▶ **Item da tarefa 1**: Traduza para o inglês esta frase do texto sobre o movimento Hizmet: "O movimento começou na Turquia na década de 70, mas se espalhou pelo mundo, com uma visão do Islã que prega educação, cultura e valores universais, como direitos humanos."
▶ **Item da tarefa 2**: Escreva a continuação do texto sobre o movimento Hizmet a partir da última frase apresentada.

Alp Aslandogan é um dos principais assessores do clérigo. Presidente da Alliance for Shared Values, ele vive em New Jersey, mas conhece todas as partes do Golden Generation Retreat and Worship Center: os oito prédios que abrigam as famílias visitantes, os dois que reúnem as atividades principais e a área de lazer aberta no meio da mata, onde algumas crianças brincavam. Aslandongan descreve Gülen como um líder pacífico, democrático, com vida modesta e muito doente. “Me surpreendo que ele ainda esteja vivo”, diz, sobre a saúde do fundador do Hizmet.

Segundo ele, centenas de visitantes buscam no retiro – um antigo acampamento de verão para estudantes – proximidade com o líder espiritual, orações e ensinamentos do clérigo. O movimento começou na Turquia na década de 70, mas se espalhou pelo mundo, com uma visão do Islã que prega educação, cultura e valores universais, como direitos humanos. “É um entendimento do Islã que não é novo, de que muçulmanos devem estar em paz com a arte, a democracia, a ciência e abraçar a humanidade. O contrário da imagem que parte do mundo tem dos muçulmanos”, afirma Aslandongan.

Até a tentativa de golpe, Erdogan chamava o movimento de “Estado paralelo”, pelo incentivo do Hizmet para que muçulmanos ocupassem cargos públicos, mas desde 2016 passou a classificá-los como terroristas. “É possível que existam militares simpáticos a ele (Gülen), mas não se pode acusar todo o movimento ou o próprio Gülen pelo simples fato de haver simpatizantes”, diz Aslandogan.
Nem sempre foi assim. Gülen foi um dos apoiadores de Erdogan até o rompimento entre o movimento e o presidente da Turquia. Os apoiadores do clérigo afirmam que o Hizmet desembarcou quando Erdogan se afastou de preceitos democráticos.

▶ **Listagem apresentada**:
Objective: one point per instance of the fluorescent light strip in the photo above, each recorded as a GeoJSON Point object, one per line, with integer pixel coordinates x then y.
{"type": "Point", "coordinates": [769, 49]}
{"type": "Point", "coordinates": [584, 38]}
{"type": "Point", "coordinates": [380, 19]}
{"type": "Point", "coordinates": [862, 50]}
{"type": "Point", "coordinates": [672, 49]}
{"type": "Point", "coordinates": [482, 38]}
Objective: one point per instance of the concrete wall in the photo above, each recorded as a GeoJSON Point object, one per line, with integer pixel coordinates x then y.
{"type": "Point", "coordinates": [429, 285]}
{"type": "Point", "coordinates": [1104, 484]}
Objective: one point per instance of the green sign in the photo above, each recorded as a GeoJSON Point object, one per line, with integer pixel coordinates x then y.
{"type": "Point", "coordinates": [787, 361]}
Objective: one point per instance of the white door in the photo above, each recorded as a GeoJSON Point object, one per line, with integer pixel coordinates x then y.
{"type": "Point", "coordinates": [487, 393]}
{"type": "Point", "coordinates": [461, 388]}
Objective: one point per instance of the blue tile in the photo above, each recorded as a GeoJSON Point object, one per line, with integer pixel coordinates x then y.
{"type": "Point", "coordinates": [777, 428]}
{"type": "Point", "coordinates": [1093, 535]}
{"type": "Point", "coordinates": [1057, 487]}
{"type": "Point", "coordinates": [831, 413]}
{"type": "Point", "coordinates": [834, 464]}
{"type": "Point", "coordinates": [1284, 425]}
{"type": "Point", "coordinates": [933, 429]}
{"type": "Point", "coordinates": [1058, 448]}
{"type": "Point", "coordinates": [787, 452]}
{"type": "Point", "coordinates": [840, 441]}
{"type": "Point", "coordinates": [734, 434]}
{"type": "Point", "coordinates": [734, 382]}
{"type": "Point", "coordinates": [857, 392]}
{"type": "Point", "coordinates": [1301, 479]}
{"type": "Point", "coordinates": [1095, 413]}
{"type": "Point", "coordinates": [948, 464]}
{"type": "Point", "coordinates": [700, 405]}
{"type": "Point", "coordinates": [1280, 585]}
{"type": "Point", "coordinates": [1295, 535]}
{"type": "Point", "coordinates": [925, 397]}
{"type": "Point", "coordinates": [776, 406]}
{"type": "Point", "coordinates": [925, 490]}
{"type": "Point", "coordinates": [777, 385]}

▶ **Resposta 1**: The movement began in Turkey in the 1970s but spread around the world, with a vision of Islam that preaches education, culture, and universal values, such as human rights.

▶ **Resposta 2**:
Alguns apontam o escândalo de corrupção de 2013 que atingiu o então primeiro-ministro como um dos momentos de ruptura mais clara, quando o líder turco reagiu prendendo os manifestantes que foram às ruas contra seu governo.

“Erdogan diz que as operações de combate à corrupção foram reveladas para derrubar seu governo, mas ele não diz que não cometeu ato de corrupção. Começou a nos chamar de Estado paralelo para expulsar as pessoas ligadas ao Hizmet, que não fizeram vista grossa, dos órgãos (governamentais)”, diz Mustafa Goktepe, sócio de Sipahi e presidente do Centro Cultural Brasil-Turquia.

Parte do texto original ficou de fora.